WHAT TO PRODUCE:
Give the number of lines in the data that hold the string "tags". Nothing else is needed.

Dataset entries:
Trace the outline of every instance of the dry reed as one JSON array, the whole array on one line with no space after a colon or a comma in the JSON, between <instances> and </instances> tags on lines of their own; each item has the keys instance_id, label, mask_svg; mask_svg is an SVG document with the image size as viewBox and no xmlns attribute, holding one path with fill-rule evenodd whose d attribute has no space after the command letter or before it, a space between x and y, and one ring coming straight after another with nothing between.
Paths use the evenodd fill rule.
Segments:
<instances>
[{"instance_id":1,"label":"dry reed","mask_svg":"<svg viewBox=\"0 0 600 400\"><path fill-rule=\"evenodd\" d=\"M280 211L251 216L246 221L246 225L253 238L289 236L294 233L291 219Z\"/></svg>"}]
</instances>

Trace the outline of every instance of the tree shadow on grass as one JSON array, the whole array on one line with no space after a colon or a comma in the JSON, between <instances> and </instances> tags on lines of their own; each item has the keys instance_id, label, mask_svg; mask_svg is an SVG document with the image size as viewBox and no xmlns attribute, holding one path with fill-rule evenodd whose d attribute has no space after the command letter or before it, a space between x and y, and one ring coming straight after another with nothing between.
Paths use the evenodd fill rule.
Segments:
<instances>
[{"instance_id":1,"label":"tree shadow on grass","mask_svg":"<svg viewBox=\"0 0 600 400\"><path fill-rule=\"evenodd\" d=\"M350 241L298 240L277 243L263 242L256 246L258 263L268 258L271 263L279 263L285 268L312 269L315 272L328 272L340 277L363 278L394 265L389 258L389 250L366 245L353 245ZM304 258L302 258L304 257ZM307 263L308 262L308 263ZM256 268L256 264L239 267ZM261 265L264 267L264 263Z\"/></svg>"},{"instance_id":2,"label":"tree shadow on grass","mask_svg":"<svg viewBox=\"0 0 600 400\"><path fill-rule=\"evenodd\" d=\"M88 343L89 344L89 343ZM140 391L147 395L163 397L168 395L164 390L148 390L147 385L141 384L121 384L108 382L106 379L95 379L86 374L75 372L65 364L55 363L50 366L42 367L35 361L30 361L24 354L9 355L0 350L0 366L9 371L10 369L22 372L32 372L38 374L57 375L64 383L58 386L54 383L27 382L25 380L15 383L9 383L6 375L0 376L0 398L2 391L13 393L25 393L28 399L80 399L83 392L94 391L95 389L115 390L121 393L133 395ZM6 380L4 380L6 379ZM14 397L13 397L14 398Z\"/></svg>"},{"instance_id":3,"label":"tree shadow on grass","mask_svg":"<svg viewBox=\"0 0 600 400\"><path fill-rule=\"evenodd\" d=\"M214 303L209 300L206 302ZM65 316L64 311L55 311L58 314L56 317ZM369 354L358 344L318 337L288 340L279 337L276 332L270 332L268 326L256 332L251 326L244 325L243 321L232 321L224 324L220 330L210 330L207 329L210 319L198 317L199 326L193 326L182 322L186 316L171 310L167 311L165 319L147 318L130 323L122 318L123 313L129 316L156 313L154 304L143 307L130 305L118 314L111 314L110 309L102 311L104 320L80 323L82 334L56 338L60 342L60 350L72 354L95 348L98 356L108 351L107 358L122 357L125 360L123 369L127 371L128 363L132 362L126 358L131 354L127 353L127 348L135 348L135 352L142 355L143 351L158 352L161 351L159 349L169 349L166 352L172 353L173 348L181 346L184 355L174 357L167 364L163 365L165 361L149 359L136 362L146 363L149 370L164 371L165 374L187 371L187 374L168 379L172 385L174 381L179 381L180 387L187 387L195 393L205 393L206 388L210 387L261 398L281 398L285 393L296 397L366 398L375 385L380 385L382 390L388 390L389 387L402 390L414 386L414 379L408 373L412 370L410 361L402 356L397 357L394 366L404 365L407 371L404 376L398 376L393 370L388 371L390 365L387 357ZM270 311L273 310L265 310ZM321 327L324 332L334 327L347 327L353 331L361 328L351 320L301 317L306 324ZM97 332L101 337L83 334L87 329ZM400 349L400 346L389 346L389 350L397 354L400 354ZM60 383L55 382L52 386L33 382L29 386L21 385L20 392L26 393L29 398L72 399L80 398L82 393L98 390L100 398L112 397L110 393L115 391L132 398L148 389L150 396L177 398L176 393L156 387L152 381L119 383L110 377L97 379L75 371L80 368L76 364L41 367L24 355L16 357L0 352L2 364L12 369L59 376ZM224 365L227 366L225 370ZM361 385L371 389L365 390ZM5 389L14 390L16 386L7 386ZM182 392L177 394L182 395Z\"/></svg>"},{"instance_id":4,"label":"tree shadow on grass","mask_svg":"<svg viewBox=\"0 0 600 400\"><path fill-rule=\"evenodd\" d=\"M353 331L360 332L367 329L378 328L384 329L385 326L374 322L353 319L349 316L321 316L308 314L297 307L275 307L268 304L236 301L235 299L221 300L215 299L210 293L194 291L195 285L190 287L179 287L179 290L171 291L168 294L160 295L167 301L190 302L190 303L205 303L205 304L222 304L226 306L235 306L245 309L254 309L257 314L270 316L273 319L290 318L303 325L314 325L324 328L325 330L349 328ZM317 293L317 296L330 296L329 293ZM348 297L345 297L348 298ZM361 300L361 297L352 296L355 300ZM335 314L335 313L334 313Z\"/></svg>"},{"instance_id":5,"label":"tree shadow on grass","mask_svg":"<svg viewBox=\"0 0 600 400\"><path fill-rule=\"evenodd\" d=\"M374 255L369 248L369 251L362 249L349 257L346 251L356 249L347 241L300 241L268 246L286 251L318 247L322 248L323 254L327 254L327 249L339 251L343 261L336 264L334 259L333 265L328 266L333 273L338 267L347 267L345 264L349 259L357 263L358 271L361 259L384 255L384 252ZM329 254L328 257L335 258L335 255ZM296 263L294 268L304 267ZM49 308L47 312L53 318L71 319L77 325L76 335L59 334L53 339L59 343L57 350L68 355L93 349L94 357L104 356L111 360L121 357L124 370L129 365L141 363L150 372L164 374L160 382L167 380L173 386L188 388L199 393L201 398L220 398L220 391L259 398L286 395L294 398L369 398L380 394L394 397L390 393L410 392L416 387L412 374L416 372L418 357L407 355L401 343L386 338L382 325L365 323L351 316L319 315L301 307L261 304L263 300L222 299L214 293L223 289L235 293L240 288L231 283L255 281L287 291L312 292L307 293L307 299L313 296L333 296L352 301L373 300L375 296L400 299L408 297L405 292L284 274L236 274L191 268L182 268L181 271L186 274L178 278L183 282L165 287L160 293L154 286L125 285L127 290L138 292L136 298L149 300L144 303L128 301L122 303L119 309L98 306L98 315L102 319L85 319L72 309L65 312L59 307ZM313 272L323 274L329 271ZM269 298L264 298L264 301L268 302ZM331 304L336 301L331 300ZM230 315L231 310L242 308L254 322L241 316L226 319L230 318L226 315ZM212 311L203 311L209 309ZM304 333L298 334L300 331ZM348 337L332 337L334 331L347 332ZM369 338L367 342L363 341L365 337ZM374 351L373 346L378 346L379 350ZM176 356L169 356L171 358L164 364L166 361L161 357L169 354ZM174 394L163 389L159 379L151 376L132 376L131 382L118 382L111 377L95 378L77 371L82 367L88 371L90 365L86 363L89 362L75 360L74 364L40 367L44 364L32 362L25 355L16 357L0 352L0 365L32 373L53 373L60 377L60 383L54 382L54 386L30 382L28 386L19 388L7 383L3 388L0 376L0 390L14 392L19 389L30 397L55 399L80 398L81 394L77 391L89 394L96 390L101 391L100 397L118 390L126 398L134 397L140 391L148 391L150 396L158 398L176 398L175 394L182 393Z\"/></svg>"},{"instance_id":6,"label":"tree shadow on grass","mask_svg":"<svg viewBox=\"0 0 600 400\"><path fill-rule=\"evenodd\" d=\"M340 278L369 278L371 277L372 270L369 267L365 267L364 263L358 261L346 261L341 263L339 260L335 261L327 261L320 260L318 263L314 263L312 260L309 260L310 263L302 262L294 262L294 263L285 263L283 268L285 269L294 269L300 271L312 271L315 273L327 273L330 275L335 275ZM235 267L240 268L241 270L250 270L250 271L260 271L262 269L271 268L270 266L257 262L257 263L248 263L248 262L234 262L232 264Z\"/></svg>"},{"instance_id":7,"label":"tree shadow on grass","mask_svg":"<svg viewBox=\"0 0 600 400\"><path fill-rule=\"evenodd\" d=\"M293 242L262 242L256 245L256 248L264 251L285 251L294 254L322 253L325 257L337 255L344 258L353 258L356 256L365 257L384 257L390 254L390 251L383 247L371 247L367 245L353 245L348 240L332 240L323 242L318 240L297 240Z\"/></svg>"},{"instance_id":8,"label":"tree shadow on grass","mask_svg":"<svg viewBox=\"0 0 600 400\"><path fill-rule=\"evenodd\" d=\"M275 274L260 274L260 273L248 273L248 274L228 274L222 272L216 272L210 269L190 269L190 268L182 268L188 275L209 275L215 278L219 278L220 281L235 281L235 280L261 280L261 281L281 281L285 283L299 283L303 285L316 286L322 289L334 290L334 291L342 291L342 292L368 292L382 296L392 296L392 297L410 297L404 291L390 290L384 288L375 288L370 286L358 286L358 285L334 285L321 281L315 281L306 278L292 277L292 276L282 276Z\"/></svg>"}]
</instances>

RESPONSE TO THIS EXERCISE:
2